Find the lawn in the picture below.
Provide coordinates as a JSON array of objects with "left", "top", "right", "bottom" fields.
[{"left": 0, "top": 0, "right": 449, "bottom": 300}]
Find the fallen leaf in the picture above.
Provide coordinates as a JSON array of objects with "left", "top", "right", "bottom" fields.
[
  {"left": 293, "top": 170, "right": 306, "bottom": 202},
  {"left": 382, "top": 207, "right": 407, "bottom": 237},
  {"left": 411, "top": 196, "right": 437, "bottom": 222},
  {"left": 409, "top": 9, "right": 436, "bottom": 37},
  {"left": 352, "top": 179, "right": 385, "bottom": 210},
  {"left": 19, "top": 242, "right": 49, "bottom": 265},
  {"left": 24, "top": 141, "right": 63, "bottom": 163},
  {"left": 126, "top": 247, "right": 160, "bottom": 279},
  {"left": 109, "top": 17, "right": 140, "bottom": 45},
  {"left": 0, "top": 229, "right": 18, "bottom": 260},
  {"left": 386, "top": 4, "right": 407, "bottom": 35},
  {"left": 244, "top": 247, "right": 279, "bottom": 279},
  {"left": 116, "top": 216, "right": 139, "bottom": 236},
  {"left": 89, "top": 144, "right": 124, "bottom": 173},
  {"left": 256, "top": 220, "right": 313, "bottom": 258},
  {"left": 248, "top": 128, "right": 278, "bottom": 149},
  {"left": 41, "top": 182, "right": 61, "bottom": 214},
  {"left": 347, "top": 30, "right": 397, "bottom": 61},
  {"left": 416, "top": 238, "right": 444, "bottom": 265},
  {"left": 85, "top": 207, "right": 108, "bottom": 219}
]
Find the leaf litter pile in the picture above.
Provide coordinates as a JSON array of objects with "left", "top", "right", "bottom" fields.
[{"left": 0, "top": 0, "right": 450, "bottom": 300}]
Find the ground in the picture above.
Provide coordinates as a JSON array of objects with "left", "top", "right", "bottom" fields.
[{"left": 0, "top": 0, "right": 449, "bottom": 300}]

**Exercise brief:** The answer is all of the material, given again exactly.

**The completed task:**
Find the lawn in the picture below.
Provide coordinates as a JSON array of objects with "left", "top", "right", "bottom" fields.
[{"left": 0, "top": 0, "right": 449, "bottom": 300}]
Find the fallen leaf in the picture above.
Provide coordinates as a JSON array of objects with "left", "top", "right", "bottom" fields.
[
  {"left": 293, "top": 170, "right": 306, "bottom": 202},
  {"left": 382, "top": 207, "right": 407, "bottom": 237},
  {"left": 411, "top": 196, "right": 437, "bottom": 222},
  {"left": 409, "top": 9, "right": 436, "bottom": 37},
  {"left": 352, "top": 179, "right": 385, "bottom": 210},
  {"left": 19, "top": 242, "right": 49, "bottom": 265},
  {"left": 24, "top": 141, "right": 63, "bottom": 163},
  {"left": 126, "top": 247, "right": 160, "bottom": 279},
  {"left": 109, "top": 17, "right": 140, "bottom": 45},
  {"left": 0, "top": 229, "right": 18, "bottom": 260},
  {"left": 386, "top": 4, "right": 407, "bottom": 35},
  {"left": 244, "top": 247, "right": 279, "bottom": 279},
  {"left": 116, "top": 216, "right": 139, "bottom": 236},
  {"left": 89, "top": 144, "right": 124, "bottom": 173},
  {"left": 256, "top": 220, "right": 313, "bottom": 258},
  {"left": 248, "top": 128, "right": 278, "bottom": 149},
  {"left": 41, "top": 182, "right": 61, "bottom": 214},
  {"left": 347, "top": 30, "right": 397, "bottom": 61},
  {"left": 416, "top": 238, "right": 444, "bottom": 265},
  {"left": 85, "top": 207, "right": 108, "bottom": 219}
]
Find the leaf litter pile in the picture above.
Provide coordinates as a JSON array of objects with "left", "top", "right", "bottom" fields.
[{"left": 0, "top": 0, "right": 450, "bottom": 300}]
Find the ground in the picture above.
Provide coordinates as a JSON array of objects with "left", "top", "right", "bottom" fields.
[{"left": 0, "top": 0, "right": 449, "bottom": 300}]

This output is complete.